Passage shown:
The August jobs report from the U.S. Bureau of Labor Statistics was solid but unspectacular, with total nonfarm payroll employment up by 315,000 during the month.
That’s more than economists expected, with experts surveyed by Reuters predicting a payroll bump of 300,000. Nationwide employment now sits 240,000 jobs above its pre-pandemic level, with August marking the 20th consecutive month of job gains.
Job additions were broad based across many industries, led by professional and business services at 68,000 new positions. Health care added 48,000 jobs, retail tacked on 44,000, and leisure and hospitality added 31,000. The latter figure is interesting, given that leisure and hospitality averaged an uptick of 90,000 jobs per month during the first seven months of this year. And while the industry’s gains were strong to open the year, employment in the sector is still 1.2 million jobs below where it was before the COVID-19 pandemic struck.
Other sectors that saw notable gains were manufacturing, which added 22,000 jobs, and construction, which added 16,000.
“Residential building construction employment increased by 2,300 in August while nonresidential employment picked up by 700,” said Odeta Kushi, deputy chief economist for First American Financial Corp. “Residential building employment is up 7.7% compared with pre-pandemic levels while nonresidential building employment remains 5% below. … The big gains this month came from specialty trade contractors, both residential and nonresidential.”

Records supplied:
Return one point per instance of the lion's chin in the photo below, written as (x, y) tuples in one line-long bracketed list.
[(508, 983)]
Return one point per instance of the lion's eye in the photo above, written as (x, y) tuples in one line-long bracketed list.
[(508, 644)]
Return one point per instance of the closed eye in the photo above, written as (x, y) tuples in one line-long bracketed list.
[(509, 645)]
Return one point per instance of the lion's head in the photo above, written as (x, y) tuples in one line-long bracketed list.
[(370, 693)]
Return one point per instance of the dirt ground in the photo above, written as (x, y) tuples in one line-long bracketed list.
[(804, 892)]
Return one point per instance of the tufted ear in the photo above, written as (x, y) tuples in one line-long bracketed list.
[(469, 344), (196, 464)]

Assigned task 1:
According to the August jobs report article, how many jobs did health care add during the month?
Assigned task 2:
In the August jobs report article, swap "economists" for "analysts" and write out the passage that begins at "The August jobs" and ends after "of job gains.".
Assigned task 3:
Continue the article on the August jobs report from the point where it ends.

Expected answer 1:
48,000 jobs.

Expected answer 2:
The August jobs report from the U.S. Bureau of Labor Statistics was solid but unspectacular, with total nonfarm payroll employment up by 315,000 during the month.
That’s more than analysts expected, with experts surveyed by Reuters predicting a payroll bump of 300,000. Nationwide employment now sits 240,000 jobs above its pre-pandemic level, with August marking the 20th consecutive month of job gains.

Expected answer 3:
The total jobs increase in August is quite a step back from July’s swell of 526,000 new positions. Average hourly earnings gains slowed as well (up 0.3%), but according to Wells Fargo economists, the labor market “cooled in all the right ways in August, at least as far as the Fed is concerned.”
Despite the moderation in job gains, the healthy increase in August suggests continued stout demand for labor, even with inflation high and the economy at large uneven. And the labor-force participation rate grew by 0.3 percentage points in August to 62.4%, the highest since March 2020. The climb in participation was encouraging, even though it helped push the unemployment rate to 3.7%.
“While the more moderate gain in payrolls suggests somewhat weaker demand for workers, a more balanced picture of the labor market is emerging thanks also to improving supply,” Wells Fargo economists Sarah House and Michael Pugliese wrote. “The unemployment rate rose to a six-month high of 3.7%, but for ‘good’ reasons.
“The pickup in household employment alongside slower payroll growth puts the two measures in closer alignment and provides a clearer message that while slowing, job growth is hardly collapsing. … The greater availability of workers ushers in a key factor to tamping down the inflation pressures being generated from the jobs market without completely torpedoing demand.”
Taken as a whole, the August jobs report may push the Federal Reserve’s needle toward a rate hike of 50 basis points (bps) at its September policy meeting, as opposed to the 75 bps increases seen recently — although the report certainly doesn’t offer enough proof on its own for the move. In foreshadowing the Fed’s next policy move, the focus now shifts to consumer price data that is set to arrive before the Sept. 20-21 meeting.
“The Fed may feel a little sigh of relief that the super-hot labor market is showing some signs of slowing, but this report is not enough to alter the Fed’s course,” Kushi said. “The inflation data will be key to the [Fed’s] decision on rates.”